*WHAT YOU SHOULD DO*. Reproduce the records starting with the line containing "find the stainless" and going on through the line containing "left=218, top=252, right=275, bottom=275", renaming every "photograph" to "image" and leaving everything else unchanged.

*INPUT*.
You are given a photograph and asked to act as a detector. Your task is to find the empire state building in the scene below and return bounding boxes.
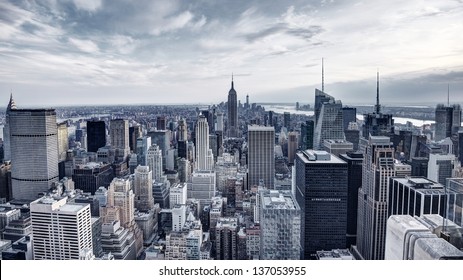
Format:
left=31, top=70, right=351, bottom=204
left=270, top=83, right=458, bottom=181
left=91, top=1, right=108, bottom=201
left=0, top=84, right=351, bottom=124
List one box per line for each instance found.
left=228, top=76, right=238, bottom=137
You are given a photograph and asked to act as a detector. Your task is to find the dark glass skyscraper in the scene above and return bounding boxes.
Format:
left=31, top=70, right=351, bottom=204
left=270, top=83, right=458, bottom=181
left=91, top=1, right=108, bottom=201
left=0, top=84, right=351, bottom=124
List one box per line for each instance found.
left=227, top=77, right=238, bottom=137
left=296, top=150, right=348, bottom=259
left=9, top=109, right=59, bottom=200
left=339, top=152, right=363, bottom=248
left=87, top=121, right=106, bottom=153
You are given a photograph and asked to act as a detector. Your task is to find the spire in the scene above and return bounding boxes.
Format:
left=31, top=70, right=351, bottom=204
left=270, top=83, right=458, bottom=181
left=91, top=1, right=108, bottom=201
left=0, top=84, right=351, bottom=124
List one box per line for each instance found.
left=232, top=72, right=233, bottom=89
left=447, top=84, right=450, bottom=107
left=375, top=71, right=381, bottom=114
left=322, top=57, right=325, bottom=92
left=6, top=90, right=16, bottom=111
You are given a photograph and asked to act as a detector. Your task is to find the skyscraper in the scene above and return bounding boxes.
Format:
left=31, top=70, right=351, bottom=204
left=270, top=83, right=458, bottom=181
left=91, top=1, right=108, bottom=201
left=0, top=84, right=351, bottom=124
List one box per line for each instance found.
left=434, top=104, right=461, bottom=141
left=313, top=89, right=344, bottom=149
left=109, top=119, right=130, bottom=161
left=248, top=125, right=275, bottom=189
left=342, top=107, right=357, bottom=130
left=227, top=76, right=238, bottom=137
left=147, top=144, right=162, bottom=183
left=362, top=73, right=394, bottom=139
left=3, top=94, right=16, bottom=161
left=195, top=115, right=214, bottom=170
left=30, top=197, right=93, bottom=260
left=427, top=153, right=456, bottom=186
left=296, top=150, right=348, bottom=259
left=259, top=189, right=301, bottom=260
left=87, top=120, right=106, bottom=153
left=133, top=165, right=154, bottom=212
left=356, top=136, right=395, bottom=260
left=9, top=109, right=59, bottom=200
left=301, top=120, right=315, bottom=150
left=288, top=131, right=299, bottom=164
left=339, top=152, right=363, bottom=248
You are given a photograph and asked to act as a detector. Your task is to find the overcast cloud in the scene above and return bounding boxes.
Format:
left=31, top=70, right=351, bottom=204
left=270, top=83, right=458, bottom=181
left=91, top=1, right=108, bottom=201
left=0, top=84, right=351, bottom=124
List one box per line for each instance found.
left=0, top=0, right=463, bottom=107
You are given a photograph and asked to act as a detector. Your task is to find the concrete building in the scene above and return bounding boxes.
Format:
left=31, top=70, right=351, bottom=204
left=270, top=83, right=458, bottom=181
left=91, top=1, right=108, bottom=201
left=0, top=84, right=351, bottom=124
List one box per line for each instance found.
left=388, top=177, right=463, bottom=225
left=248, top=125, right=275, bottom=189
left=339, top=151, right=363, bottom=248
left=3, top=94, right=17, bottom=161
left=169, top=183, right=188, bottom=207
left=72, top=162, right=114, bottom=194
left=259, top=189, right=302, bottom=260
left=147, top=144, right=163, bottom=183
left=195, top=115, right=214, bottom=171
left=355, top=136, right=395, bottom=260
left=323, top=139, right=354, bottom=157
left=9, top=109, right=59, bottom=200
left=227, top=76, right=239, bottom=137
left=109, top=119, right=130, bottom=162
left=187, top=171, right=216, bottom=204
left=296, top=150, right=348, bottom=259
left=87, top=120, right=106, bottom=153
left=213, top=218, right=239, bottom=260
left=133, top=165, right=154, bottom=212
left=385, top=215, right=463, bottom=260
left=30, top=197, right=93, bottom=260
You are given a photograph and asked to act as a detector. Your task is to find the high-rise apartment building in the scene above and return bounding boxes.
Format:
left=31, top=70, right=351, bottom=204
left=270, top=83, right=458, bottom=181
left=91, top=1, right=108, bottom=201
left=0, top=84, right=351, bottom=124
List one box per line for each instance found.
left=169, top=183, right=187, bottom=207
left=259, top=189, right=302, bottom=260
left=296, top=150, right=348, bottom=259
left=227, top=77, right=238, bottom=137
left=195, top=115, right=214, bottom=171
left=109, top=119, right=130, bottom=161
left=248, top=125, right=275, bottom=189
left=136, top=136, right=151, bottom=166
left=72, top=162, right=114, bottom=194
left=356, top=136, right=395, bottom=260
left=288, top=131, right=299, bottom=164
left=133, top=165, right=154, bottom=212
left=9, top=109, right=59, bottom=200
left=147, top=144, right=162, bottom=183
left=57, top=122, right=69, bottom=162
left=3, top=94, right=17, bottom=161
left=213, top=218, right=239, bottom=260
left=87, top=120, right=106, bottom=153
left=30, top=197, right=93, bottom=260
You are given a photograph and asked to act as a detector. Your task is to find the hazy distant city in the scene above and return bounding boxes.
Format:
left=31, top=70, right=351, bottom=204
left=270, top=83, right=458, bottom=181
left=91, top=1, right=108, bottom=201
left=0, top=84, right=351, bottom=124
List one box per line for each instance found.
left=0, top=0, right=463, bottom=262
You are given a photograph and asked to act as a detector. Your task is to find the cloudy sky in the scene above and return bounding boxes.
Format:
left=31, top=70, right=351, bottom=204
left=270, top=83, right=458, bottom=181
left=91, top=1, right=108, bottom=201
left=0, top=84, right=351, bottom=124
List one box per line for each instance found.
left=0, top=0, right=463, bottom=107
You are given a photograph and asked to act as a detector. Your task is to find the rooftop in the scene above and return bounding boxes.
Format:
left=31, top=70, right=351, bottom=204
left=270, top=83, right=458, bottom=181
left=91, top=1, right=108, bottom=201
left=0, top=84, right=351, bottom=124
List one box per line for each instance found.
left=297, top=150, right=346, bottom=164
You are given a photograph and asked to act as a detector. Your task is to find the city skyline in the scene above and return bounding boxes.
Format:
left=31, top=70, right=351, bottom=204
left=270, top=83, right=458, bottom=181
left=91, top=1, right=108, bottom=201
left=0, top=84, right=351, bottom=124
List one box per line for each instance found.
left=0, top=0, right=463, bottom=108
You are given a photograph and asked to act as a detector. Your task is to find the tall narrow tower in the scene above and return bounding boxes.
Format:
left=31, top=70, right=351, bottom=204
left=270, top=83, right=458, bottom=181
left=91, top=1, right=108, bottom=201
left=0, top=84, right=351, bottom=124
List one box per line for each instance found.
left=356, top=136, right=395, bottom=260
left=248, top=125, right=275, bottom=189
left=228, top=75, right=238, bottom=137
left=109, top=119, right=130, bottom=161
left=3, top=93, right=16, bottom=161
left=195, top=115, right=214, bottom=171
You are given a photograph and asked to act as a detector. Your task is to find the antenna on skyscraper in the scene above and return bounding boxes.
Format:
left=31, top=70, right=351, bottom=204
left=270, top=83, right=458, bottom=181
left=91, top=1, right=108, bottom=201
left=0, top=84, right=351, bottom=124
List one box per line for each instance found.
left=322, top=57, right=325, bottom=92
left=375, top=71, right=381, bottom=114
left=447, top=84, right=450, bottom=107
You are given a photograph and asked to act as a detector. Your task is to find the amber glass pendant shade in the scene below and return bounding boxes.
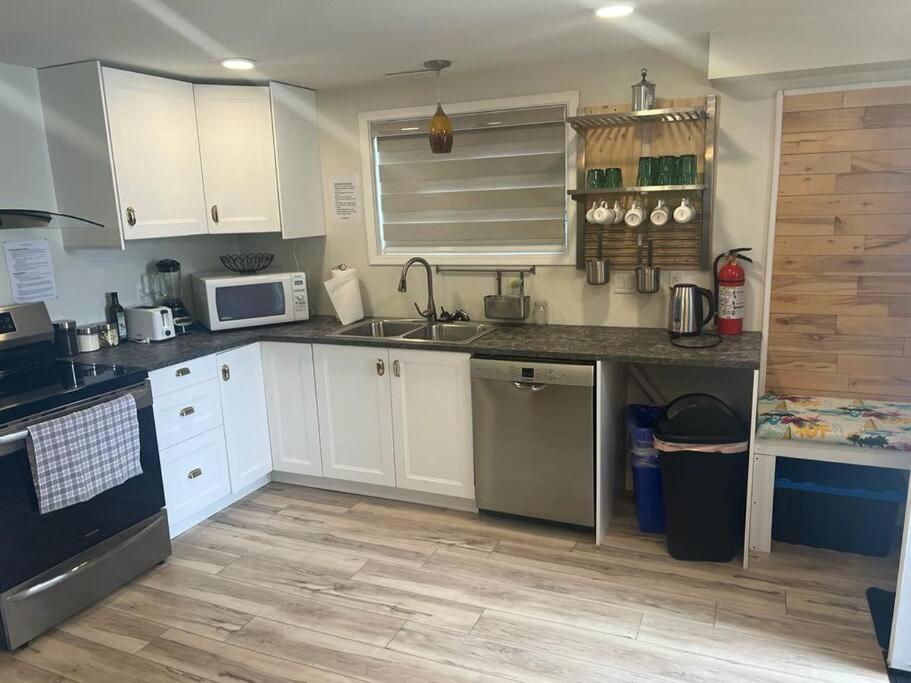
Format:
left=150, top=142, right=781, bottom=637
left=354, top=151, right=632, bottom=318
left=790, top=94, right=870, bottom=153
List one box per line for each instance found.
left=430, top=103, right=452, bottom=154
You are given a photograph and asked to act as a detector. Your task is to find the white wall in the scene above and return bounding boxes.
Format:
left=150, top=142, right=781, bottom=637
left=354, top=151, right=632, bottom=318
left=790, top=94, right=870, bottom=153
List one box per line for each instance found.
left=0, top=64, right=238, bottom=322
left=244, top=51, right=774, bottom=329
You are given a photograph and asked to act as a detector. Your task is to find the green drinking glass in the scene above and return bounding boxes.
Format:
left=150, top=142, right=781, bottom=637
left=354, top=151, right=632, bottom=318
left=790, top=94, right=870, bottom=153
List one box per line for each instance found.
left=636, top=157, right=658, bottom=187
left=585, top=168, right=607, bottom=190
left=604, top=167, right=623, bottom=187
left=655, top=156, right=678, bottom=185
left=679, top=154, right=697, bottom=185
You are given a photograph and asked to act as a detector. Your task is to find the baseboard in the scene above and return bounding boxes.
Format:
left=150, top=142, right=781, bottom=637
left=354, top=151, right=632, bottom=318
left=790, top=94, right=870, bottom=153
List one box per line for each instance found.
left=272, top=472, right=478, bottom=512
left=168, top=474, right=272, bottom=538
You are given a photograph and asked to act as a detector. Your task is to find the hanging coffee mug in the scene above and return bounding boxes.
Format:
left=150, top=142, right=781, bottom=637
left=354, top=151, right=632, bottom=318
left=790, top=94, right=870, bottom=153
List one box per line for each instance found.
left=623, top=199, right=645, bottom=228
left=592, top=202, right=614, bottom=225
left=674, top=197, right=696, bottom=223
left=611, top=201, right=626, bottom=225
left=650, top=199, right=670, bottom=227
left=585, top=202, right=598, bottom=223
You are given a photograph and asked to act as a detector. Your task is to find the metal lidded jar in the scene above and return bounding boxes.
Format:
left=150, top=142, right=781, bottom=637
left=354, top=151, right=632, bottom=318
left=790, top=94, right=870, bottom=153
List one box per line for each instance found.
left=633, top=68, right=655, bottom=111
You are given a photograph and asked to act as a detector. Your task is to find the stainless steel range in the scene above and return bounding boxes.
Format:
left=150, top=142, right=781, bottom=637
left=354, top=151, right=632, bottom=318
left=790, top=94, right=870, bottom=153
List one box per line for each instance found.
left=0, top=303, right=171, bottom=649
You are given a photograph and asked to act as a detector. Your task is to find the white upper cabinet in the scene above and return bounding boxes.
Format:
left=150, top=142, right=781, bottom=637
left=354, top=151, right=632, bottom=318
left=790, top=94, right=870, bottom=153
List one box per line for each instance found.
left=313, top=345, right=395, bottom=486
left=260, top=342, right=323, bottom=477
left=101, top=67, right=207, bottom=240
left=389, top=349, right=474, bottom=499
left=38, top=61, right=325, bottom=249
left=193, top=85, right=281, bottom=233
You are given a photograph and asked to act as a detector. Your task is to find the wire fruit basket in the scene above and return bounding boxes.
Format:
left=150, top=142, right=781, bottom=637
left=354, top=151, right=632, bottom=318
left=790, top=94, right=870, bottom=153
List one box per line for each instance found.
left=218, top=252, right=275, bottom=275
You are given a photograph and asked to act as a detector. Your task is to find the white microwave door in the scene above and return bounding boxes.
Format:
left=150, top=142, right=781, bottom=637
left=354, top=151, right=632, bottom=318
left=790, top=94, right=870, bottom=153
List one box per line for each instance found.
left=215, top=281, right=288, bottom=322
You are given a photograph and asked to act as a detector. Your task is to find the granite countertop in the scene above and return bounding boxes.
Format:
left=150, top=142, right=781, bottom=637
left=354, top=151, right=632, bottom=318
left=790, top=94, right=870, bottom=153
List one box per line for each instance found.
left=73, top=316, right=762, bottom=371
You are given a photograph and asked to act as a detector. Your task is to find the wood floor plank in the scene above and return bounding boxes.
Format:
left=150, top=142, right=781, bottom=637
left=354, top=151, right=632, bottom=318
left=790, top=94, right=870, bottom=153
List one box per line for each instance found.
left=60, top=605, right=168, bottom=654
left=638, top=614, right=887, bottom=683
left=426, top=549, right=715, bottom=624
left=389, top=624, right=654, bottom=683
left=348, top=499, right=583, bottom=548
left=213, top=510, right=436, bottom=576
left=102, top=584, right=253, bottom=640
left=472, top=610, right=801, bottom=681
left=229, top=617, right=506, bottom=683
left=140, top=565, right=405, bottom=647
left=278, top=505, right=499, bottom=552
left=356, top=561, right=642, bottom=637
left=491, top=542, right=785, bottom=612
left=16, top=631, right=199, bottom=683
left=138, top=629, right=358, bottom=683
left=715, top=603, right=881, bottom=659
left=168, top=539, right=240, bottom=574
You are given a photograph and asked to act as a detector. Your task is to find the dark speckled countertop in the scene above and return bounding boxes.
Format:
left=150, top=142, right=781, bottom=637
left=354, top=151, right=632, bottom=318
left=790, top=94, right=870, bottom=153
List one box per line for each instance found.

*EXERCISE OUTPUT*.
You are given a image and asked to act as a detector. Your task is to find the stainless steel range in the scene above and return bounding boxes.
Format:
left=150, top=142, right=781, bottom=637
left=354, top=151, right=632, bottom=318
left=790, top=94, right=870, bottom=153
List one box per line for each instance found.
left=0, top=303, right=171, bottom=649
You are given a image and asked to act as a detector. Your task is to find the white upper cabinet in the scene above and return bounding boxes.
Format:
left=150, top=142, right=781, bottom=637
left=354, top=151, right=632, bottom=318
left=790, top=94, right=870, bottom=153
List one box per line for each instance found.
left=313, top=345, right=395, bottom=486
left=260, top=342, right=323, bottom=477
left=101, top=67, right=207, bottom=240
left=389, top=349, right=474, bottom=499
left=38, top=61, right=325, bottom=249
left=193, top=85, right=281, bottom=233
You are given a image and asked to act as a detector. Your task is to find the wire fruit basket in the scene above and return bounding boxes.
Format:
left=150, top=142, right=781, bottom=637
left=354, top=151, right=632, bottom=318
left=790, top=94, right=870, bottom=153
List one box per line for each instance found.
left=218, top=252, right=275, bottom=275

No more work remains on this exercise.